→ **题目 A**:
请统计记录中含有字符串“plastic”的行数，只给出数字。

══ 节选段落 ══

• torchvision dataset和torch.utils.data.DataLoader


    一、torchvision主要包括一下几个包:

    vision.datasets : 几个常用视觉数据集,可以下载和加载,这里主要的高级用法就是可以看源码如何自己写自己的Dataset的子类
    vision.models : 流行的模型,例如 AlexNet, VGG, ResNet 和 Densenet 以及 与训练好的参数。
    vision.transforms : 常用的图像操作,例如:随机切割,旋转,数据类型转换,图像到tensor ,numpy 数组到tensor , tensor 到 图像等。
    vision.utils : 用于把形似 (3 x H x W) 的张量保存到硬盘中,给一个mini-batch的图像可以产生一个图像格网。

    1.torchvision.dataset()用法

    CIFAR
    dset.CIFAR10(root, train=True, transform=None, target_transform=None, download=False)
    
    dset.CIFAR100(root, train=True, transform=None, target_transform=None, download=False)

    参数说明: - root : cifar-10-batches-py 的根目录

    - train : True = 训练集, False = 测试集

    - download : True = 从互联上下载数据,并将其放在root目录下。如果数据集已经下载,什么都不干。

    返回类型:tuple,返回参数:(image,target)其中target应是目标类的类索引。


    举例:

    from torch.utils.data.sampler import Sampler
    from torch.utils.data.dataset import Dataset
    from torch.utils.data.dataloader import DataLoader
     
    dataset = MyDataset() # 第一步:构建 Dataset 对象
    dataloader = DataLoader(dataset) # 第二步:通过Dataloader来构建迭代对象
     
    num_epoches = 100
    for epoch in range(num_epoches):
        for i, data in enumerate(dataloader):
            # 训练代码

    二、 torch.utils.data.DataLoader

    torch.utils.data.DataLoader(dataset, batch_size=1,shuffle=False,sampler=None,
                                batch_sampler=None, num_workers=0, collate_fn=None,
                                pin_memory=False, drop_last=False, timeout=0,worker_init_fn=None)
     
     
     
        Arguments:
            dataset (Dataset): 是一个DataSet对象,表示需要加载的数据集.
            batch_size (int, optional): 每一个batch加载多少组样本,即指定batch_size,默认是 1 
            shuffle (bool, optional): 布尔值True或者是False ,表示每一个epoch之后是否对样本进行随机打乱,默认是False
    ------------------------------------------------------------------------------------
            sampler (Sampler, optional): 自定义从数据集中抽取样本的策略,如果指定这个参数,那么shuffle必须为False
            batch_sampler (Sampler, optional): 与sampler类似,但是一次只返回一个batch的indices(索引),需要注意的是,一旦指定了这个参数,那么batch_size,shuffle,sampler,drop_last就不能再制定了(互斥)

═══

→ **题目 B**:
改写上方关于 torchvision 的节选：从含有“参数说明: - root”的文字开始，到“rget应是目标类的类索引。”之后结束，其中的“测试集”一律改为“验证集”。

══ 记录摘录 ══

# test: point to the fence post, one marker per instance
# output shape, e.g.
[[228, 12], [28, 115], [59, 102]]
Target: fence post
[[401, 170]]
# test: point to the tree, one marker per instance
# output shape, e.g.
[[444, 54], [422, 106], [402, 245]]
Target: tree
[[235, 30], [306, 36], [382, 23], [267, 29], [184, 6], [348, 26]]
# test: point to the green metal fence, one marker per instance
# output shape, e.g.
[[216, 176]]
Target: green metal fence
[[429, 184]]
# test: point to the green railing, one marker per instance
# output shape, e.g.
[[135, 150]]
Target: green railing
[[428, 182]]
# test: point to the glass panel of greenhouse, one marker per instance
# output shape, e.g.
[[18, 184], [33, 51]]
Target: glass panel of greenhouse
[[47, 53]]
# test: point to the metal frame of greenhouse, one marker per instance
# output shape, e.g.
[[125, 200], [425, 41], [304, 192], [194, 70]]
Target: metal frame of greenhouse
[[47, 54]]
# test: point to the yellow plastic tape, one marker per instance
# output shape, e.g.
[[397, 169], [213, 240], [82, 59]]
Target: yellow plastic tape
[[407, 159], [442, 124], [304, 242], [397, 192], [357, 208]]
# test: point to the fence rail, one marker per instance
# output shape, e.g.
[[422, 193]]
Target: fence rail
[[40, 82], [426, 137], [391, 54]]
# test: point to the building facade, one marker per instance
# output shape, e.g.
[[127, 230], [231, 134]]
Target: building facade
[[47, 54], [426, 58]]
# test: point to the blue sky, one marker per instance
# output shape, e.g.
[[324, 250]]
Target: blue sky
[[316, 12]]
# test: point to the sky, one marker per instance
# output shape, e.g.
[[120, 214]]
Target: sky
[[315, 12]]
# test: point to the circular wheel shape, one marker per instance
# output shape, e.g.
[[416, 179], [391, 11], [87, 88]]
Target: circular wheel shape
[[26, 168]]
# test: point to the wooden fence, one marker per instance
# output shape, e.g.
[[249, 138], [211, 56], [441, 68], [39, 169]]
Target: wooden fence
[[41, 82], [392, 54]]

═══

→ **完整回答 A**:
2

→ **完整回答 B**:
参数说明: - root : cifar-10-batches-py 的根目录

    - train : True = 训练集, False = 验证集

    - download : True = 从互联上下载数据,并将其放在root目录下。如果数据集已经下载,什么都不干。

    返回类型:tuple,返回参数:(image,target)其中target应是目标类的类索引。